Exercise description
Summarize the restoration thread below in three sentences.

Best thread ever. I already know how it turns out and I'm still anxious to see what's next
Location: Sacramento-ish
Posts: 4,408
My VIN: 02100
Club(s): (NCDMC) (DCUK)
Best thread ever. I already know how it turns out and I'm still anxious to see what's next
Jon
1981 DMC-12 #02100. July 1981. 5-speed, black, grooved w/flap.
restoration log, March 2011 to present
full and detailed photo restoration log
Location: sacramento
Posts: 1,415
My VIN: 1768
Club(s): (NCDMC) (DCUK)
April 6 2012
I've had a few delays on getting the rear together, I won't have the glue I need for the new studs in the fascia for another week or more. The car hasn't moved in like 6 weeks, this was getting depressing for me. The stainless brackets are done however and fit great. I will however I will need to do a "rough adjustment" of my rear frame tomorrow so things will line up properly.
Heres those 90" brackets in place:
I had my lower fascia bracket/heat shield bent up on a friend's Metal brake, it looks great!Next I drilled the 12 holes for the fascia studs.
New vs old:
Test fit on the bumper and frame: You can see how bent the frame is by comparing the gap between the muffler tips and the heat shield too.
My local metal supply shop sells a bunch of strange surplus parts including these rubber mounts for just $0.50 each, They fit perfectly to replace the factory muffler mounts, I just needed to drill the two mounting holes to 6mm. I saved $25.50 over NOS DMC mounts.
I pressure tested my cooling system at temperature and found a few leaks that a clamp adjustment fixed.
Now to the creation of a Coolant overflow tank which I mentioned before. I mocked up some mounting ideas, I think im going to have to cut down this bottle unless I can find one at least 2.5" shorter.
You can see I attached my spare quarter panel to the wall, decoration and space savings at its finest!
I decided to swap my cars positions in the garage as im starting body work on the Honda and it would be easier to isolate the little car with plastic curtains on this side.
Although im not much for baseball caps ( I think I look dumb in them) I decided to buy one of these new limited edition (1 of 500) DMC hats because it looks good and I can say there is one less of these hats for one of those "Playas" that would wear one of these hats sideways and has never even see a Delorean in person.
Location: France
Posts: 2,457
My VIN: 16951
Club(s): (DCO) (DOA) (DCUK)
I like the job you've done on your stainless bracket/heat shield
Your glasses look like one of the scientist
Location: sacramento
Posts: 1,415
My VIN: 1768
Club(s): (NCDMC) (DCUK)
April 8 2012
So I performed my "rough frame adjustment" Saturday night. Now it looks really crude and I suppose it was but it worked and performed the same action that a body shop would use, brute force. With a sturdy tow rope I used my Toyota to give a few hard tugs on the right rear corner of the frame and pulling it back to the passenger side about 1" it's still a bit off but miles better than it was before. Not pictured but I did place some large wetted towels on the strap to absorb any energy if the strap were to break and fling towards me or the D.
See the difference in the gap on the driver side, it moved about 1". This side needs some sanding and paint love too.
The rope did bent up the left side some and crack most of the epoxy off( which wasnt holding on well anyway) but I was able to bend it back, some sanding and paint will help making the rail look better.

Data lines
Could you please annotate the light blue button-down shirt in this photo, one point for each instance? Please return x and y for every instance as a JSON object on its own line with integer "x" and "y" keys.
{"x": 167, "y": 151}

Exercise response
In an April 6, 2012 update, the glue for the new fascia studs was delayed, but the stainless brackets were finished, the lower fascia bracket/heat shield was bent on a friend's metal brake, and $0.50 surplus rubber mounts replaced the factory muffler mounts. The cooling system was pressure tested, a clamp adjustment fixed the leaks it revealed, and mounting ideas for a coolant overflow tank were mocked up. On April 8, a tow rope and a Toyota pulled the bent rear frame about 1" back toward the passenger side, leaving it still a bit off but much better than before.